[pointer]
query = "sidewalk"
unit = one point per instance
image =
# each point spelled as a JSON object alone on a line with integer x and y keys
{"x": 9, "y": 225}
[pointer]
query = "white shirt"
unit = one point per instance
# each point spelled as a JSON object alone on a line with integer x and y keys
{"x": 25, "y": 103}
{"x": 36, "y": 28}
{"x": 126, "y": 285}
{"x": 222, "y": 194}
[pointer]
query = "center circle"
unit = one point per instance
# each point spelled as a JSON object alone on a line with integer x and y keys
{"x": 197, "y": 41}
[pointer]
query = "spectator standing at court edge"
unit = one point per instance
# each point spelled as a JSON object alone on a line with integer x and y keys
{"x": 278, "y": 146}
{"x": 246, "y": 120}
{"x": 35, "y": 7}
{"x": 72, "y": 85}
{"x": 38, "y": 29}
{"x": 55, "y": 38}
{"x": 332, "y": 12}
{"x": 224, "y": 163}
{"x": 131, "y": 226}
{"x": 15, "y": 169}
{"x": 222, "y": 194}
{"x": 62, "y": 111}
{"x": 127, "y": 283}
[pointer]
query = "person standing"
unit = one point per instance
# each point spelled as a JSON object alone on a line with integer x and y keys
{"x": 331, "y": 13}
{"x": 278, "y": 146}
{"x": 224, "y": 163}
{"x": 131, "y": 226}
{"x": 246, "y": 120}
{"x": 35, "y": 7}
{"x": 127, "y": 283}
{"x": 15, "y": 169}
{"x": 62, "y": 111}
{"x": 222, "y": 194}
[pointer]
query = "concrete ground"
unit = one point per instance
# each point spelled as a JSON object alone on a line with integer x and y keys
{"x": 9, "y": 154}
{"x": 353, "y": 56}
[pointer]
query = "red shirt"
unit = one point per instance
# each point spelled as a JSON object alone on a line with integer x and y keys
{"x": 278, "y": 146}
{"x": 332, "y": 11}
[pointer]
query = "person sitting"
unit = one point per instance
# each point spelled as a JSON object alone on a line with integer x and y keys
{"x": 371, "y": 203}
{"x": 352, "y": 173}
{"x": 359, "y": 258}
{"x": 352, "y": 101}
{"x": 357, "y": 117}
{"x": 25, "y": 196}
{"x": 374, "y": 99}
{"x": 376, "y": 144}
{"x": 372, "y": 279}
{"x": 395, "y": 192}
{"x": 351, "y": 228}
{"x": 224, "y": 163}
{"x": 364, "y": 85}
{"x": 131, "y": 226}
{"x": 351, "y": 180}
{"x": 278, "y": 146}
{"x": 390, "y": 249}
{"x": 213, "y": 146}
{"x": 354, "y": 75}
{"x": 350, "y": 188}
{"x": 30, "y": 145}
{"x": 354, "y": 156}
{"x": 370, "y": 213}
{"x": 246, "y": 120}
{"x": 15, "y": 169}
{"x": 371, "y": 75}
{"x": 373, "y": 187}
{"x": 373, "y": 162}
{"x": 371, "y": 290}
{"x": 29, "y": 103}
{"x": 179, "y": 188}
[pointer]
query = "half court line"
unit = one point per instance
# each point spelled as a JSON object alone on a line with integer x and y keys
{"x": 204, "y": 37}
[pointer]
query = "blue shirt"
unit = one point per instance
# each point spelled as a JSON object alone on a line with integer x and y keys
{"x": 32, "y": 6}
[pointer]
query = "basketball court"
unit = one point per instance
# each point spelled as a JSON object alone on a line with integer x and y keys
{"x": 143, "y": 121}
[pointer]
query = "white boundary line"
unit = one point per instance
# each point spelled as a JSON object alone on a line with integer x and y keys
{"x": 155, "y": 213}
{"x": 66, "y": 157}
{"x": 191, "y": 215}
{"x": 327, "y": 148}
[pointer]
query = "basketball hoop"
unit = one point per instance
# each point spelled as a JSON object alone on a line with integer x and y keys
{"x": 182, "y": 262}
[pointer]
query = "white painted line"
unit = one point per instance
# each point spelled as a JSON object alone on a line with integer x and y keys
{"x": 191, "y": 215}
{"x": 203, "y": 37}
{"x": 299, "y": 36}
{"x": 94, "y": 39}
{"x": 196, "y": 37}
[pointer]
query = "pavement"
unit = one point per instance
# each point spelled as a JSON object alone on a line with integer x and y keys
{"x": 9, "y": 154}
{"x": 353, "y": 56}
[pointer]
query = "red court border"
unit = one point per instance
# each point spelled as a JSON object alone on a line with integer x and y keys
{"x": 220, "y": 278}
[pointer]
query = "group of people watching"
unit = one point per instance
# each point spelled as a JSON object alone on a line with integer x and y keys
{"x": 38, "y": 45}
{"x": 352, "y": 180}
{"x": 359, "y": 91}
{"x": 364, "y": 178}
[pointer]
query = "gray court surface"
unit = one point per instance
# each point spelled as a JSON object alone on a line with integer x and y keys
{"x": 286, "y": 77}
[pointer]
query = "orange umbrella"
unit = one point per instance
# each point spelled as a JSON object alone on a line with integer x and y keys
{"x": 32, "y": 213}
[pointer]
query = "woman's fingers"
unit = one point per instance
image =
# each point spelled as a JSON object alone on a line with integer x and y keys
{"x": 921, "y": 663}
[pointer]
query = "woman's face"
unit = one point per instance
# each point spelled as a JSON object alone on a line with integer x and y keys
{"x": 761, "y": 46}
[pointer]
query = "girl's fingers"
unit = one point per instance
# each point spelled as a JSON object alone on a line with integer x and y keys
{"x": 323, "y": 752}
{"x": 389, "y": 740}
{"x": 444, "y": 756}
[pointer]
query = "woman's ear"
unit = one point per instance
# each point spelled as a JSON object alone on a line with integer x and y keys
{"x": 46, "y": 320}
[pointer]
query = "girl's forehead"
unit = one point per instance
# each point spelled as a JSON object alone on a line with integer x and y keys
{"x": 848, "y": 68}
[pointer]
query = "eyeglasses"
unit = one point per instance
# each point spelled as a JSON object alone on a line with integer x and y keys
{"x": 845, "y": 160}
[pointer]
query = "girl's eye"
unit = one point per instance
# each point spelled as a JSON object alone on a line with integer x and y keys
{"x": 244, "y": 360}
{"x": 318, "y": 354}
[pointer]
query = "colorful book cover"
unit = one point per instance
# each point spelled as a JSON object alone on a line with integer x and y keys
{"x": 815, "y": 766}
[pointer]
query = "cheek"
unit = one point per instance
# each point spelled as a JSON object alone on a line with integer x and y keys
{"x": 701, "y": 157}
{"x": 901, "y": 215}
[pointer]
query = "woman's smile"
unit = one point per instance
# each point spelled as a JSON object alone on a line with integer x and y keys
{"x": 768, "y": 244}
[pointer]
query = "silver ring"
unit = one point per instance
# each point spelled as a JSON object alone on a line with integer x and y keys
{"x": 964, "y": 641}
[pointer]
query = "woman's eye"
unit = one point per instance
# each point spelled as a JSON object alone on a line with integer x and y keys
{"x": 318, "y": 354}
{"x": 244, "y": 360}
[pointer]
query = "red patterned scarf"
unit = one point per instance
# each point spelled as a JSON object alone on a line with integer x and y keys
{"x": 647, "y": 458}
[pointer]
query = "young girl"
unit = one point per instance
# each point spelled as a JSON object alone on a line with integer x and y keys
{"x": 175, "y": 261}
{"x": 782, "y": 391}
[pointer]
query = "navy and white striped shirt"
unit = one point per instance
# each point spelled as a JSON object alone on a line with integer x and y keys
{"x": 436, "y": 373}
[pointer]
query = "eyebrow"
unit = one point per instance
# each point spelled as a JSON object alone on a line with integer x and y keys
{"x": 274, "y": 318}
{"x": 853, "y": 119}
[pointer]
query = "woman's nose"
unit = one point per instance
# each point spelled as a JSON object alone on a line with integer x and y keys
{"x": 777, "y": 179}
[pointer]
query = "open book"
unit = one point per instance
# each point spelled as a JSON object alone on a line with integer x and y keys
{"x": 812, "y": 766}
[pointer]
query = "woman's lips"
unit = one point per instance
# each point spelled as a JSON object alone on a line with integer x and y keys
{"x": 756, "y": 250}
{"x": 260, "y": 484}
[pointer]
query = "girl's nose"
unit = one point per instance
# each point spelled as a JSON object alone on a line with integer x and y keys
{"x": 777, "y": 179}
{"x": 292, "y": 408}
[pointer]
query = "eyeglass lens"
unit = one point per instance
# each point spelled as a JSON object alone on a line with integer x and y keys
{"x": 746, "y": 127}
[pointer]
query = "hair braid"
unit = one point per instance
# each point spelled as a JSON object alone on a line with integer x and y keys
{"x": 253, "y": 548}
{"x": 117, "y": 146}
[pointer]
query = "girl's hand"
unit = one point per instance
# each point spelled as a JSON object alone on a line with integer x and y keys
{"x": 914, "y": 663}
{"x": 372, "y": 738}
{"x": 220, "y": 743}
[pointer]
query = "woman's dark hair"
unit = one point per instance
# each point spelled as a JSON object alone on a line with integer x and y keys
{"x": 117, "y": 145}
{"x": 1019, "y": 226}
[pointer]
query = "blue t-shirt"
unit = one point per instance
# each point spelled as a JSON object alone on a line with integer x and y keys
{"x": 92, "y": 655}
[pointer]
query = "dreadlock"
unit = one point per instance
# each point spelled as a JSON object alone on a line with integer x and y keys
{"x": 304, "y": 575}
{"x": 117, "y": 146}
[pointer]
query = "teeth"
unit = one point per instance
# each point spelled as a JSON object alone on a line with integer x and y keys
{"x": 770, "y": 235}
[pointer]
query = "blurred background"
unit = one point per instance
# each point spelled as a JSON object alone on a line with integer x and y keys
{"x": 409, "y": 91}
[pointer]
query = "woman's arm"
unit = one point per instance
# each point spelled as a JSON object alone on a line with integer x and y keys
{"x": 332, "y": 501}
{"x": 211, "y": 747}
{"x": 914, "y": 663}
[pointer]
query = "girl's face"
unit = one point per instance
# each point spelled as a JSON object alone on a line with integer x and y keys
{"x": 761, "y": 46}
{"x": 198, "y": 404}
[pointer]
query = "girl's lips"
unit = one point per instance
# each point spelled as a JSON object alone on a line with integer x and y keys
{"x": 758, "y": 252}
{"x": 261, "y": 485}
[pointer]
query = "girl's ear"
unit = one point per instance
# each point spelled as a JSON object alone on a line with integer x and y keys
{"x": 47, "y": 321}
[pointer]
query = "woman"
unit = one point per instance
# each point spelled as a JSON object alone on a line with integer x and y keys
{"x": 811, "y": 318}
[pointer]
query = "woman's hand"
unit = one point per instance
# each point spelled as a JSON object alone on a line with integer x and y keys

[TASK]
Using the listing above, show each line with the word "book" in it.

[SOLUTION FOR THIS PROBLEM]
query = "colorful book cover"
query = "open book"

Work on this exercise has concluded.